■ **To be done**:
1: In the passage on extravagance in romantic art, reproduce the text verbatim, starting at "In looking back, as" and ending at "express this same idea.".
2: Translate this sentence from the passage on extravagance in romantic art into Spanish: "To be sure, extravagance is often vulgar, but it need not be so."

There is another note to be made here. The word “extravagant” has unfortunate connotations that ought to be guarded against, before we go on to consider the reasons that romantic art is so often comic where it wants to be serious. Men who are English by nature or training readily join extravagance with vulgarity, although the two are by no means the same. To be sure, extravagance is often vulgar, but it need not be so. There are times when extravagant expression is the normal outlet of strong emotion or tumultuous feeling, and at some moment of supercharged impulses, extravagance is as natural as restraint at another time. Ascetic austerity is not in itself commendatory; other peoples like the Latins, have found the joy of being expressive, and so they have had the greater and better romances in the past because their love stories and romantic tragedies have not been so self conscious. This applies to the French spirit at the time of Chretien de Troyes as well. The Englishman, taking a story like any of Boccaccio’s, is inclined to tame it. In art, extravagance has more than one form also. Early baroque art is extravagant but honest; the later rococo is extravagant and bad. The ornateness of a Gothic facade is as easy and expected as the mystic zeal that put it up; the wood scroll work on an American summer hotel can never be anything but ugly. Or to go back to poetry, the eccentricities and extravagance of John Donne are the fervor of the man’s spirit expressed in verse, but in later of the metaphysicals, John Donne’s genius for the ornate becomes mere metrical geometry. Extravagance, then, is no condemnatory judgment on romantic art; to say a thing is extravagant is merely to recognize a quality, good or bad, that enters into romantic creation.

In looking back, as we have done, at old plays and songs and novels, we are faced with the realization that romance, good or bad, tends to the comic instead of to the exalted or tragic. Mr. Aldous Huxley, in “Those Barren Leaves” has his Mr. Cardan express this same idea.

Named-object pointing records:
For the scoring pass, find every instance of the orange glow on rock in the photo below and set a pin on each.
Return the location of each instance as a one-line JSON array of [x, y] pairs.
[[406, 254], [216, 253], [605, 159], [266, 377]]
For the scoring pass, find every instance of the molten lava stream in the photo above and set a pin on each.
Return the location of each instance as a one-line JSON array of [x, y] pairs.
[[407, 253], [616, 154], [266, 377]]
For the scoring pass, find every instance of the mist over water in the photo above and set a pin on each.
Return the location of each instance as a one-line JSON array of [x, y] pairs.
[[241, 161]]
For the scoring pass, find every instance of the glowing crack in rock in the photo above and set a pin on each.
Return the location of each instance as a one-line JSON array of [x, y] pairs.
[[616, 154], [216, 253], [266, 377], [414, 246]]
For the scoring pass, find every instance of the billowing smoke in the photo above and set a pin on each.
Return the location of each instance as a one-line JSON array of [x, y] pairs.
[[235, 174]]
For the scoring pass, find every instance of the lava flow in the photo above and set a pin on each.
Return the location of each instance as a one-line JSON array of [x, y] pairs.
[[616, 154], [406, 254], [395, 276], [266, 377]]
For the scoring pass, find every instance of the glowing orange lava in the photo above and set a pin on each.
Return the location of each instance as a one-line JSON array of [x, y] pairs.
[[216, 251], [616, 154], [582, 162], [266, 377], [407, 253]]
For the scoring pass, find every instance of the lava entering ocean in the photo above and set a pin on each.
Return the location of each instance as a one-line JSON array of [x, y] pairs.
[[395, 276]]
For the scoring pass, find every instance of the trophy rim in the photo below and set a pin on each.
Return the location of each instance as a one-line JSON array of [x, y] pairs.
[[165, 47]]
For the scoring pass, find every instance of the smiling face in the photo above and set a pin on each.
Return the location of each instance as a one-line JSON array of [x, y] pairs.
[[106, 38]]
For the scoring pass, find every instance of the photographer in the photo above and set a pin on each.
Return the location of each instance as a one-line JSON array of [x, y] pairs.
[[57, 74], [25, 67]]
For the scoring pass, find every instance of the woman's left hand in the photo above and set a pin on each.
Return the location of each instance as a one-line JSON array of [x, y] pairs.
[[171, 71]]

■ **Task responses**:
1:
In looking back, as we have done, at old plays and songs and novels, we are faced with the realization that romance, good or bad, tends to the comic instead of to the exalted or tragic. Mr. Aldous Huxley, in “Those Barren Leaves” has his Mr. Cardan express this same idea.

2: Sin duda, la extravagancia es a menudo vulgar, pero no tiene por qué serlo.